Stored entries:
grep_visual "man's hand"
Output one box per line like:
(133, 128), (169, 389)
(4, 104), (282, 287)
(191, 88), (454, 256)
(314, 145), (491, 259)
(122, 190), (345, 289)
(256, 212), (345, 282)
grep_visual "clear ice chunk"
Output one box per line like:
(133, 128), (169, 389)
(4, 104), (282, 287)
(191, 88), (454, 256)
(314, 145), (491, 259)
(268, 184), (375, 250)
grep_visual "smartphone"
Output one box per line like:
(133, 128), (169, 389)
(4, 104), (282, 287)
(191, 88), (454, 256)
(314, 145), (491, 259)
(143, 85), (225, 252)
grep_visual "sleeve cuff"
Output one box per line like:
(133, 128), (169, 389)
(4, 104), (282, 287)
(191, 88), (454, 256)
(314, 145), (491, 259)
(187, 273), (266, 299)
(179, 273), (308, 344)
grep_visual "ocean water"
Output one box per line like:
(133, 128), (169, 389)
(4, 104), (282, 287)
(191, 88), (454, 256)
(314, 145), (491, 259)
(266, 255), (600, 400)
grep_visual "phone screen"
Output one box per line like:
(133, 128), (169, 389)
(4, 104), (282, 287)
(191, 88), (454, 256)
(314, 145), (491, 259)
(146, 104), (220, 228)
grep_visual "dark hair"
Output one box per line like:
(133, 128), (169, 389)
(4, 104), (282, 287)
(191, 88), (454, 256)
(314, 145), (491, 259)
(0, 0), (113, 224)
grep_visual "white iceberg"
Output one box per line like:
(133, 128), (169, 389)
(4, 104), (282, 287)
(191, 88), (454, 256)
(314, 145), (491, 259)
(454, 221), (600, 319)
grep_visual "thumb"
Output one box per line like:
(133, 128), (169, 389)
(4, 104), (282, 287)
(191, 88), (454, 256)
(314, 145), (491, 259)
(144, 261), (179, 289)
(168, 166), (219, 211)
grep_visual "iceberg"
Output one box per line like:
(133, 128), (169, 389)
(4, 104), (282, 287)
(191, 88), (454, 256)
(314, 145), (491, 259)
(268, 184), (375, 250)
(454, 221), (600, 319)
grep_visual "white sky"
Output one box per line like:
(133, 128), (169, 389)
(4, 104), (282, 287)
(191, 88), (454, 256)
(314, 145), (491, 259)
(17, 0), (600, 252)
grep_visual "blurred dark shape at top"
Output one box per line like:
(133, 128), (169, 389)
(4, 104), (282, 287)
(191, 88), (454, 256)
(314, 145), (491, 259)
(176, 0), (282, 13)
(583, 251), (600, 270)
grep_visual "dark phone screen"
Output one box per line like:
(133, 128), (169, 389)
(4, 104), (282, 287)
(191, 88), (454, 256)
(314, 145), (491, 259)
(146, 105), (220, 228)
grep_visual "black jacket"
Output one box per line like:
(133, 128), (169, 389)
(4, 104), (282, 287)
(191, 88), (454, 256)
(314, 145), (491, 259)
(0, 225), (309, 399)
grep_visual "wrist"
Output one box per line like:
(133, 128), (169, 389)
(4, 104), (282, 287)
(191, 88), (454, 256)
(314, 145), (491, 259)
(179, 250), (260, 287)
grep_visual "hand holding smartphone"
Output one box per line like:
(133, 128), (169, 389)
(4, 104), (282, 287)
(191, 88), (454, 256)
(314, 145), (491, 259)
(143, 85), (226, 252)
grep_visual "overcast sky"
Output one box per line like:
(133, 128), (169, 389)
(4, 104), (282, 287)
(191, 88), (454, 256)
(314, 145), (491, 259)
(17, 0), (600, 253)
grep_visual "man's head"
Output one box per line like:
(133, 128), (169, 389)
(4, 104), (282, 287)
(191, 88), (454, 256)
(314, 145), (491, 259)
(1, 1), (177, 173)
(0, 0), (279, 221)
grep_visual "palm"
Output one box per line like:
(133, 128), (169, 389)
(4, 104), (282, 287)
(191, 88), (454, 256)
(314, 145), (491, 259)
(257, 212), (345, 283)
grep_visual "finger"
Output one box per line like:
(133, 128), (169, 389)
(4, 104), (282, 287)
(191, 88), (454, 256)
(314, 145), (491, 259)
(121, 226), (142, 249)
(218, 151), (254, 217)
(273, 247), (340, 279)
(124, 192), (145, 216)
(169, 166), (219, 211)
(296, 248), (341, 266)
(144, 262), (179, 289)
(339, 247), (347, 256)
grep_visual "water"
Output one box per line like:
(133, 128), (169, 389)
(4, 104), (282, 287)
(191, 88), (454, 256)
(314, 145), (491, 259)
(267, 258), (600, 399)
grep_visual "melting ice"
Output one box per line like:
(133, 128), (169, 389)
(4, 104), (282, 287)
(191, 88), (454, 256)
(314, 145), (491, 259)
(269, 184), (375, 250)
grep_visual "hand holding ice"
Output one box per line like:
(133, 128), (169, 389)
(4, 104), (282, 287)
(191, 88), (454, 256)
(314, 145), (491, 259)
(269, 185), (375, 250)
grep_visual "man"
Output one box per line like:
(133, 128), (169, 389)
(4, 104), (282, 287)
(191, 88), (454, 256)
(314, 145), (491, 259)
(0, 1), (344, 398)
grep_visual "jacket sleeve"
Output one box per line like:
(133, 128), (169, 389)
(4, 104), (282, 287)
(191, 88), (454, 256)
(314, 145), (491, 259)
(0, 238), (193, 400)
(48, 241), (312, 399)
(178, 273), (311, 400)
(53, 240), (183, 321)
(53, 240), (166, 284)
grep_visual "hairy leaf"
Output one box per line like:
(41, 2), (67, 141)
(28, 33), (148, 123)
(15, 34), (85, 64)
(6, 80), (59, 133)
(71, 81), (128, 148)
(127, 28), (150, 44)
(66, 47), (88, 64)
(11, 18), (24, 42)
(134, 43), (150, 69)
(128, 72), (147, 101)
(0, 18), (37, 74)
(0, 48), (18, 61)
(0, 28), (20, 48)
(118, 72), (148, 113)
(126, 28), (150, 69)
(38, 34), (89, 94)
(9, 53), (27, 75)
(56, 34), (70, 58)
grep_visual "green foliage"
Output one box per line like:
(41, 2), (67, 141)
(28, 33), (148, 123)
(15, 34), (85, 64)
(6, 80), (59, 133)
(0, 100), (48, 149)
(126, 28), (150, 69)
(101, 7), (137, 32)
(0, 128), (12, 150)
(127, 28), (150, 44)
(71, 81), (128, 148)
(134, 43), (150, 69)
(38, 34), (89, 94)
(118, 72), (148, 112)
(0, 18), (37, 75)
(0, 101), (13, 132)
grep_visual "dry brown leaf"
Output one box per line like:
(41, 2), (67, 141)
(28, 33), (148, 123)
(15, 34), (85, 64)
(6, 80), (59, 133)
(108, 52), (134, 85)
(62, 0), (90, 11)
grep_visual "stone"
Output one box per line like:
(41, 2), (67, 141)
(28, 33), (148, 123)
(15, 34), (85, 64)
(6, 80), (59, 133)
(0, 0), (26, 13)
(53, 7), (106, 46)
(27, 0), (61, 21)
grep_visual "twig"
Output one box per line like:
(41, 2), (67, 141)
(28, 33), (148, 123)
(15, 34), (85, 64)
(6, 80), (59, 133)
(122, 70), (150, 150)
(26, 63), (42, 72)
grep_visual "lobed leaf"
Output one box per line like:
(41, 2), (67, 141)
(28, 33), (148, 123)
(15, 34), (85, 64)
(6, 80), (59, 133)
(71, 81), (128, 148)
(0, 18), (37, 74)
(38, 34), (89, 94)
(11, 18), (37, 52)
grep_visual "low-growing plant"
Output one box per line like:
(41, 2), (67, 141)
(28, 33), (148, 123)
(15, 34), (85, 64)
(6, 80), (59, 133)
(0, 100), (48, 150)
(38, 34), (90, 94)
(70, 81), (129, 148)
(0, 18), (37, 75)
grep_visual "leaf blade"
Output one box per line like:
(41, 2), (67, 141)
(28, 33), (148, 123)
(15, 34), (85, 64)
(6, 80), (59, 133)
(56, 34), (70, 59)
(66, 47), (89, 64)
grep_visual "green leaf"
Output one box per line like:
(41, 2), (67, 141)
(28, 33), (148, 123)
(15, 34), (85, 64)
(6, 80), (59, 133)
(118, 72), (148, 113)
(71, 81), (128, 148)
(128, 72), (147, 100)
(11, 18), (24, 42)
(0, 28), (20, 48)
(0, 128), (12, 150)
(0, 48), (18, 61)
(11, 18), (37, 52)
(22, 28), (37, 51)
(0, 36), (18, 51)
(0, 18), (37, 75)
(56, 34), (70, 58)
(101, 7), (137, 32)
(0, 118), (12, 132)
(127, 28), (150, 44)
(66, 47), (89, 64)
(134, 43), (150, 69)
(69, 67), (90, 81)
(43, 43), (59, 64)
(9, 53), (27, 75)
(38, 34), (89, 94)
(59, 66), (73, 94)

What you should do
Show each line of the data that contains the string "leaf".

Solution
grep_visual "hairy leaf"
grep_visual "dry brown leaf"
grep_visual "lobed leaf"
grep_visual "leaf blade"
grep_visual "green leaf"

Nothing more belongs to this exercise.